● Task
Take all the material and copy it exactly.

● Exercise data
[start]
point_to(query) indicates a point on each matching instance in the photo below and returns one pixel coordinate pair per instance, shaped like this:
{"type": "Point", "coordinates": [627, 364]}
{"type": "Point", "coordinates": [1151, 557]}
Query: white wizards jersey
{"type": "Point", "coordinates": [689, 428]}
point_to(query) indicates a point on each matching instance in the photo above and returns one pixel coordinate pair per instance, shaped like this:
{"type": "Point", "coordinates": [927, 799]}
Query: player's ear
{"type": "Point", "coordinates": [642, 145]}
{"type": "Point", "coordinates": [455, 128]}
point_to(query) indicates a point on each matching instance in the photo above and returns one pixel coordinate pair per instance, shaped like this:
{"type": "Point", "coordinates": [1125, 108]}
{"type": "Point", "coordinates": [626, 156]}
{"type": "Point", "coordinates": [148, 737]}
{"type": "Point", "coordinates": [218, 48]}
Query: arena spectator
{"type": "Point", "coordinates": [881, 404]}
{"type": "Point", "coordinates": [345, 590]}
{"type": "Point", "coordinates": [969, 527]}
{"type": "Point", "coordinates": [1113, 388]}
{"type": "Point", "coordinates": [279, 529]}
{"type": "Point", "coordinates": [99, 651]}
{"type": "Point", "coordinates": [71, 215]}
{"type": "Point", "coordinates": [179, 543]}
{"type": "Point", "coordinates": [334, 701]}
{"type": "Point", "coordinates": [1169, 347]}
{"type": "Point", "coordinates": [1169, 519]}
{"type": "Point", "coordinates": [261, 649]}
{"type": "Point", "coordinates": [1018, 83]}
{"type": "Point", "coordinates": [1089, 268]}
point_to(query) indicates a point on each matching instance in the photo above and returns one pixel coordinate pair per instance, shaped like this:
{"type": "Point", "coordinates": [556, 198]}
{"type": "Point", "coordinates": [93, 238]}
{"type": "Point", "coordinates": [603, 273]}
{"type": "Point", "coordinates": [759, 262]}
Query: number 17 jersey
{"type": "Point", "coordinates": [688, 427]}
[end]
● Exercise response
point_to(query) indicates a point on each matching instance in the photo below and returns one pixel coordinate pair per instance, shaped like this:
{"type": "Point", "coordinates": [627, 364]}
{"type": "Point", "coordinates": [1151, 557]}
Query: white wizards jersey
{"type": "Point", "coordinates": [689, 428]}
point_to(query) indicates a point on each matching instance in the photo above and returns one pixel coordinate pair per instance, shaped like this:
{"type": "Point", "coordinates": [927, 799]}
Query: player's ear
{"type": "Point", "coordinates": [642, 145]}
{"type": "Point", "coordinates": [455, 128]}
point_to(query) indicates a point on each matching instance in the photo above and returns one pixel coordinate pair per instance, shaped like this:
{"type": "Point", "coordinates": [1125, 108]}
{"type": "Point", "coordinates": [626, 156]}
{"type": "Point", "coordinates": [148, 737]}
{"type": "Point", "coordinates": [218, 48]}
Query: arena spectator
{"type": "Point", "coordinates": [881, 404]}
{"type": "Point", "coordinates": [345, 590]}
{"type": "Point", "coordinates": [969, 527]}
{"type": "Point", "coordinates": [1113, 388]}
{"type": "Point", "coordinates": [279, 529]}
{"type": "Point", "coordinates": [99, 651]}
{"type": "Point", "coordinates": [71, 215]}
{"type": "Point", "coordinates": [179, 543]}
{"type": "Point", "coordinates": [334, 701]}
{"type": "Point", "coordinates": [1169, 347]}
{"type": "Point", "coordinates": [1169, 519]}
{"type": "Point", "coordinates": [261, 649]}
{"type": "Point", "coordinates": [1018, 83]}
{"type": "Point", "coordinates": [1089, 268]}
point_to(query) indicates a point on each matching instance in the photo above and returns one pixel coordinate pair per instance, shaped like this:
{"type": "Point", "coordinates": [556, 198]}
{"type": "Point", "coordinates": [93, 238]}
{"type": "Point", "coordinates": [603, 273]}
{"type": "Point", "coordinates": [759, 262]}
Query: number 17 jersey
{"type": "Point", "coordinates": [688, 427]}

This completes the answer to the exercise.